* **Task details**
Please put the lines below into a JSON list of strings, one string per line, leaving out any blank lines.

[Data items]
□ □ □ □ □ □ □

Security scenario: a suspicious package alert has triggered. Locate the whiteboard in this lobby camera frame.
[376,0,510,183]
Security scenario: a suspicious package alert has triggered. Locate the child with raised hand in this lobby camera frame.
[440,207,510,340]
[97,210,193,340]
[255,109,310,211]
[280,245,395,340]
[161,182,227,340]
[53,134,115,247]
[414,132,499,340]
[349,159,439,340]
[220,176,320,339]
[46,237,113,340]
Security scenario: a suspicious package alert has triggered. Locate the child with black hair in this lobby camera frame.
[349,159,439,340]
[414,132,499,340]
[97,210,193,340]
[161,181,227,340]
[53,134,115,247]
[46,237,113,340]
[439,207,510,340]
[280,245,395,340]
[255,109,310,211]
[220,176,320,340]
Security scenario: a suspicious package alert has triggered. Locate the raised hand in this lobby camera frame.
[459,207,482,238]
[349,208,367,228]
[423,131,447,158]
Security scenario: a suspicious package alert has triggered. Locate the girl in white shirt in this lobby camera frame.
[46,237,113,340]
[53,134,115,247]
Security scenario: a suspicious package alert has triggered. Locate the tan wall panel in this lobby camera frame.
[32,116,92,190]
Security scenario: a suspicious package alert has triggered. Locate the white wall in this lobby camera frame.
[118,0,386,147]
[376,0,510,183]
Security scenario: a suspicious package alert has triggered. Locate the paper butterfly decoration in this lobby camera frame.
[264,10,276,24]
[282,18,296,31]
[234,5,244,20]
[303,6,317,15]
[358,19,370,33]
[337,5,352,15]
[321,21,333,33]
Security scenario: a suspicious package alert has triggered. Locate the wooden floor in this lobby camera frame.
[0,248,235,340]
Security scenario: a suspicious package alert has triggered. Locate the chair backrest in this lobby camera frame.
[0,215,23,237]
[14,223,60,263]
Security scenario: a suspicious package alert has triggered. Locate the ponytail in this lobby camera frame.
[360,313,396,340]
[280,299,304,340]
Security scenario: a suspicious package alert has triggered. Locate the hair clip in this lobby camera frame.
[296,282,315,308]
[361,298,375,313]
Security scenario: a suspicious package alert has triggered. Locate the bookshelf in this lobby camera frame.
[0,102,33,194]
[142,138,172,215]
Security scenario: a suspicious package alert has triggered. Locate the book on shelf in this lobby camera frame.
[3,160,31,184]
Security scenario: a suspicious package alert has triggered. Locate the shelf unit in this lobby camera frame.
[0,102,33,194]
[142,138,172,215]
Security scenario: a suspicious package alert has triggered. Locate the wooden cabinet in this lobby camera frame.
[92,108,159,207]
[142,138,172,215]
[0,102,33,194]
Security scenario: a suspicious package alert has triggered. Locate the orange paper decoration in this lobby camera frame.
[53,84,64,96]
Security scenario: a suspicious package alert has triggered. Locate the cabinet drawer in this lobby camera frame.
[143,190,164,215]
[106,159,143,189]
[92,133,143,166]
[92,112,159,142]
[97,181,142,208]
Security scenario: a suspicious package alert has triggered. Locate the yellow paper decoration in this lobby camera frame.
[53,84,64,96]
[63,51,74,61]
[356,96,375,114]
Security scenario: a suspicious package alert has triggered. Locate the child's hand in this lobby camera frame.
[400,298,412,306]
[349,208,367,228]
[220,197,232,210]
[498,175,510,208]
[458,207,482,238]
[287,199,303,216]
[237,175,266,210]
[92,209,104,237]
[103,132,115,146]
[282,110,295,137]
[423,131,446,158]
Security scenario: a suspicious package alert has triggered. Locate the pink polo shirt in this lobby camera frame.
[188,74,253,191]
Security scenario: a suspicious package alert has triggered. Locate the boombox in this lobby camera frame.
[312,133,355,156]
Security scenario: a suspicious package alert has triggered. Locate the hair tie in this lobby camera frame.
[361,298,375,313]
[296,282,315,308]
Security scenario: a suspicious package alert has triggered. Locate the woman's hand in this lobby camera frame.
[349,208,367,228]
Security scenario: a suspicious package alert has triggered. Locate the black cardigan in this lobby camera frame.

□ □ □ □ □ □ □

* **Answer for this exercise**
[
  "Security scenario: a suspicious package alert has triggered. Locate the whiteboard in this lobby camera frame.",
  "[376,0,510,183]",
  "Security scenario: a suspicious package alert has triggered. Locate the child with raised hand in this lobby camera frame.",
  "[440,207,510,340]",
  "[97,210,193,340]",
  "[255,109,310,211]",
  "[280,245,395,340]",
  "[161,182,227,340]",
  "[53,134,115,247]",
  "[414,132,499,340]",
  "[349,159,439,340]",
  "[220,176,320,339]",
  "[46,237,113,340]",
  "Security scenario: a suspicious package alert has triggered. Locate the child with black hair in this lobby camera frame.",
  "[349,159,439,340]",
  "[414,132,499,340]",
  "[97,210,193,340]",
  "[161,181,227,340]",
  "[53,134,115,247]",
  "[46,237,113,340]",
  "[439,207,510,340]",
  "[280,245,395,340]",
  "[255,109,310,211]",
  "[220,176,320,340]",
  "Security scenario: a suspicious package alert has triggered. Locate the raised hand in this lobby camera frame.",
  "[459,207,482,238]",
  "[349,208,367,228]",
  "[423,131,447,158]",
  "Security scenario: a suspicious package alert has triggered. Locate the girl in white shirt in this lobby camera frame.",
  "[46,237,113,340]",
  "[53,134,115,247]",
  "Security scenario: a suspicious package alert has triggered. Locate the tan wall panel in this lobby camera frame.",
  "[32,116,92,190]",
  "Security scenario: a suspicious package alert has triggered. Locate the white wall in this lobby camera frame.",
  "[118,0,386,147]",
  "[376,0,510,183]",
  "Security scenario: a suspicious package alert has triggered. Locate the paper butterfly decoration in this lobby camera frame.",
  "[264,10,276,24]",
  "[282,18,296,31]",
  "[234,5,244,20]",
  "[303,6,317,15]",
  "[358,19,370,33]",
  "[337,5,352,15]",
  "[321,21,333,33]",
  "Security scenario: a suspicious package alert has triggered. Locate the wooden floor in this lobby camera frame.",
  "[0,248,235,340]",
  "Security scenario: a suspicious package alert has triggered. Locate the chair backrest in this lobby camera frame.",
  "[0,215,23,237]",
  "[14,223,60,263]",
  "Security scenario: a suspicious package alert has triggered. Locate the ponytail in this lobby camera frame.",
  "[360,313,396,340]",
  "[280,299,304,340]",
  "Security scenario: a suspicious package alert has triggered. Locate the hair clip in this lobby camera frame.",
  "[296,282,315,308]",
  "[361,298,375,313]",
  "Security scenario: a suspicious package alert has triggered. Locate the bookshelf in this lobby camera frame.",
  "[0,102,33,194]",
  "[142,138,172,215]",
  "Security scenario: a suspicious package alert has triggered. Locate the book on shelf in this lobby camera frame.",
  "[3,160,31,184]",
  "Security scenario: a suspicious package alert has triggered. Locate the shelf unit in this lobby camera frame.",
  "[0,102,33,194]",
  "[142,138,172,215]",
  "Security scenario: a suspicious package alert has triggered. Locate the wooden cabinet in this lobby camera frame.",
  "[92,108,159,207]",
  "[142,138,172,215]",
  "[0,102,33,194]",
  "Security scenario: a suspicious package alert has triggered. Locate the orange paper decoration in this lobby camera frame.",
  "[53,84,64,96]",
  "Security scenario: a suspicious package alert has triggered. Locate the cabinet drawer in this lobby camera frame.",
  "[143,190,164,215]",
  "[106,159,143,189]",
  "[92,133,143,166]",
  "[92,112,159,142]",
  "[97,181,142,208]",
  "Security scenario: a suspicious package alert has triggered. Locate the yellow paper decoration in this lobby camera frame.",
  "[53,84,64,96]",
  "[63,51,74,61]",
  "[356,96,375,114]",
  "Security scenario: a suspicious package alert has triggered. Locate the child's hand in this lobby camera frame.",
  "[400,298,412,306]",
  "[349,208,367,228]",
  "[220,197,232,210]",
  "[498,175,510,208]",
  "[458,207,482,238]",
  "[287,199,303,216]",
  "[237,175,266,210]",
  "[92,209,104,237]",
  "[103,132,115,146]",
  "[282,110,295,137]",
  "[423,131,446,158]",
  "Security scenario: a suspicious package alert has triggered. Locate the pink polo shirt in this lobby camera frame.",
  "[188,74,253,191]",
  "Security scenario: a suspicious package alert has triggered. Locate the boombox in this lobby camera frame.",
  "[312,133,355,156]",
  "Security scenario: a suspicious package alert has triggered. Locate the hair tie in this lobby camera frame.",
  "[361,298,375,313]",
  "[296,282,315,308]",
  "Security scenario: a suspicious package alert has triggered. Locate the woman's hand in this lobby camera frame.",
  "[349,208,367,228]",
  "Security scenario: a suspicious package alert has triggered. Locate the black cardigan in this lobby camera frame."
]